__Document excerpt__
****************

Tuesday, October 14, 2014

Visualizing Comics

Since comics is a juxtaposition of images that occupy different spaces (rather than one space for film), it holds the ability to create multiple layers of preservation and extension for myths and symbols. R. Crumb’s “The Book of Genesis” and the “Lion Graphic Bible” are two comics novels that offer similar yet different accounts of of the biblical Book of Genesis. 
Both comic strips follow the same narrative of the creation myth but offer a different visualization of it in terms of style and color. Crumb follows the biblical story almost word by word, with each illustration directly depicting the narrative and emphasizing key sacred symbols. The author even gives God a human appearance, with long hair and beard, as the Book of Genesis mentions that man was created according to His image and likeness. The Lion Graphic Bible on the other hand, does not physically illustrate God, instead His presence is omniscient as we can only observe his work and hear his voice in the end. The authors also created a new identity for the Garden of Eden, as they illustrated it more like an African savanna (the presumed birthplace of the modern man) rather than a densely cultivated garden.

****************

__Entries supplied__
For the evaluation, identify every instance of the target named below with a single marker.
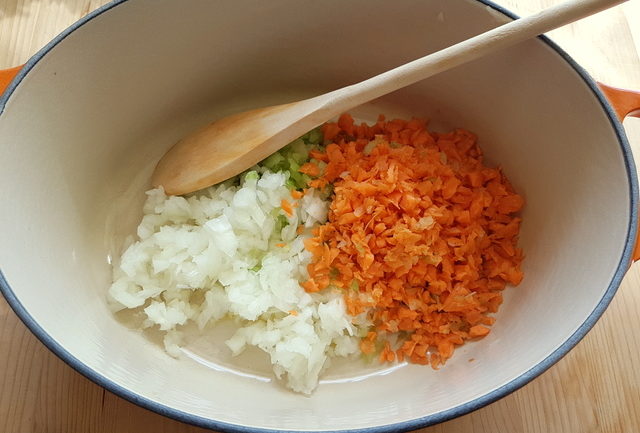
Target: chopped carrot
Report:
(422, 235)
(478, 331)
(286, 207)
(310, 168)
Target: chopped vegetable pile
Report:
(385, 241)
(420, 234)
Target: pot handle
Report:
(625, 103)
(6, 76)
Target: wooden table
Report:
(596, 388)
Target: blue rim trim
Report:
(439, 417)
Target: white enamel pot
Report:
(85, 120)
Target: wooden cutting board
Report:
(596, 388)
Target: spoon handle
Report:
(478, 46)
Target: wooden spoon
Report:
(233, 144)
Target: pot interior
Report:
(82, 132)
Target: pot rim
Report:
(403, 426)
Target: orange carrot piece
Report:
(422, 234)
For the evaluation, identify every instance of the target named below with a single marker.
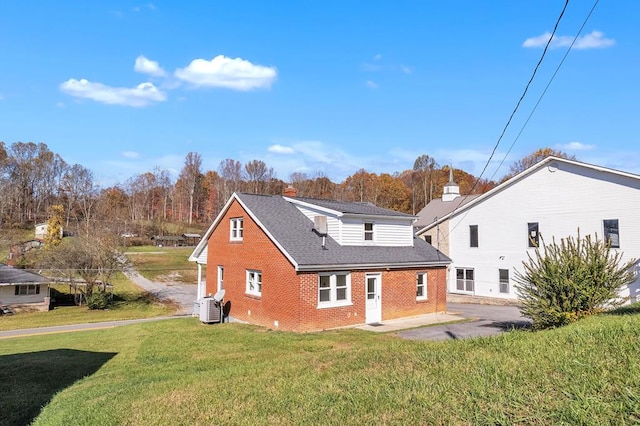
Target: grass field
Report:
(130, 301)
(164, 263)
(182, 372)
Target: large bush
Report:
(564, 282)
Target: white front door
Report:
(373, 290)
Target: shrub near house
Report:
(281, 267)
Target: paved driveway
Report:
(484, 320)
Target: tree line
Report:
(33, 179)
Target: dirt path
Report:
(182, 294)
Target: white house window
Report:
(421, 286)
(236, 229)
(220, 278)
(612, 232)
(473, 235)
(254, 283)
(533, 234)
(504, 280)
(368, 231)
(464, 279)
(27, 290)
(334, 290)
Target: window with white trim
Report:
(254, 283)
(368, 231)
(421, 286)
(220, 278)
(473, 235)
(611, 232)
(236, 229)
(334, 289)
(27, 290)
(504, 280)
(464, 279)
(533, 234)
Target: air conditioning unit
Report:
(211, 308)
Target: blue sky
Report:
(333, 86)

****************

Continue the blog post comparing two comic versions of the Book of Genesis, starting after its final sentence.

The freedom that Anderson and Maddox took to illustrate the Temptation and "Fall" emphasize the ever-changing aspect of myths. According to the authors, the serpent is the evil itself, as suggested by the text in the first panel in which it appears. In the book of Genesis,the serpent does not force Eve to eat the fruit, it is the possibility of knowing good and evil (and thus being like God) that tempts her into doing so. In the Lion Graphic Bible, the serpent goes as far as calling God a liar and demands the fruit to be eaten. The top-down layout of the last page further emphasizes the humanity's fall to sin. The top image of Adam and Eve fleeing is a borderless panel and the gutter for the whole page, which is connected to the bottom image of Adam hiding in fear.